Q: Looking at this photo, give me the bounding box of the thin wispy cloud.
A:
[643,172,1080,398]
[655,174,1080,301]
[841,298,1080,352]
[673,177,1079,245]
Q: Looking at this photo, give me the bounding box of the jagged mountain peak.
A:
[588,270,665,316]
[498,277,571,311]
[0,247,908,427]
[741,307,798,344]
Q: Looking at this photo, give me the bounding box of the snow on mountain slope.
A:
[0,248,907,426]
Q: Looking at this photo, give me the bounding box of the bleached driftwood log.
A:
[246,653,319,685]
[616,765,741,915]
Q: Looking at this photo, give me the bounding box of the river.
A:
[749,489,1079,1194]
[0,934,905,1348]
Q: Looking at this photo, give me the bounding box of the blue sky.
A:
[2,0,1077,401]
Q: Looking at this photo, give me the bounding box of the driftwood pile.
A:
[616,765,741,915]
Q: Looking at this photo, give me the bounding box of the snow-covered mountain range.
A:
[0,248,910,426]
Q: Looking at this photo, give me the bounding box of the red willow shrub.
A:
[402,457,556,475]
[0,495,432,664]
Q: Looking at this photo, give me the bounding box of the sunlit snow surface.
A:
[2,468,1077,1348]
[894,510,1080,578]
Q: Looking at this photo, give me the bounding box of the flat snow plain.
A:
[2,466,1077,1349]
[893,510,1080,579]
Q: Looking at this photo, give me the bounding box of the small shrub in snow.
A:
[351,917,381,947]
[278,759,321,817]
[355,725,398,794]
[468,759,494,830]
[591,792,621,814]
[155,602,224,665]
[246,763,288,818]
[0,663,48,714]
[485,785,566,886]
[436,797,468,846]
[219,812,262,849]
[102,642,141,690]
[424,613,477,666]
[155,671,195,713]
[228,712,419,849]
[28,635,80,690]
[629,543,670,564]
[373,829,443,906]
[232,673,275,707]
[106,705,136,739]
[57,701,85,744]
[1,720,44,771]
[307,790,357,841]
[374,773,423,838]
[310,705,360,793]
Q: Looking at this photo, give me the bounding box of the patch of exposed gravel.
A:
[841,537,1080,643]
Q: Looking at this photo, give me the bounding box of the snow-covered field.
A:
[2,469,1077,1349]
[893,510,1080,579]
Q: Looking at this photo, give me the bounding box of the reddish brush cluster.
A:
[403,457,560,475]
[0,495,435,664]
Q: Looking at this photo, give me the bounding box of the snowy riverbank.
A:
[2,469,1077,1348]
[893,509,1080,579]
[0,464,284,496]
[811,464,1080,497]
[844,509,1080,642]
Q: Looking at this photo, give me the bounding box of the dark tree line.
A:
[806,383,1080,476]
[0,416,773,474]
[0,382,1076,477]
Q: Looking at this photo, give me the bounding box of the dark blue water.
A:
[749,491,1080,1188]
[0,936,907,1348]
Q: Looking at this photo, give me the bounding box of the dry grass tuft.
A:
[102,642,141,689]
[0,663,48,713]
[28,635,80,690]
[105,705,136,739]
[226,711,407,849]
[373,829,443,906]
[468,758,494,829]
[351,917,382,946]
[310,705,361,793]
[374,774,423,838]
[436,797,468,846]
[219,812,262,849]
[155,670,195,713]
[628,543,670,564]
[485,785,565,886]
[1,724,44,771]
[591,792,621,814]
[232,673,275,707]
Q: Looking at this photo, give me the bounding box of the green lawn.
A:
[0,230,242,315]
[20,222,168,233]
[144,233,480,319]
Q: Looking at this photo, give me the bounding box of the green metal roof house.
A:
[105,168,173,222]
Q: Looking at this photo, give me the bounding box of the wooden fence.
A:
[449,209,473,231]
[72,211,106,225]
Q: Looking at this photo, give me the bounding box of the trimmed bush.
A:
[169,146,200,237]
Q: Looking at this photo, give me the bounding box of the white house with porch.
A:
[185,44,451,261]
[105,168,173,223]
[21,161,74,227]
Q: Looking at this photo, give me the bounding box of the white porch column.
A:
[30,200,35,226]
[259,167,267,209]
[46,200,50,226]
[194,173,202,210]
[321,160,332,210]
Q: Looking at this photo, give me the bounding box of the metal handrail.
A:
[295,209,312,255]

========================================

▸ **Task statement**: Filter the data for the string "white". Copy each matching line.

▸ **Solution**:
Q: Looking at this photo, give me the bounding box of the white house with porch.
Q: Looking at this photo, give me the bounding box of the white porch column.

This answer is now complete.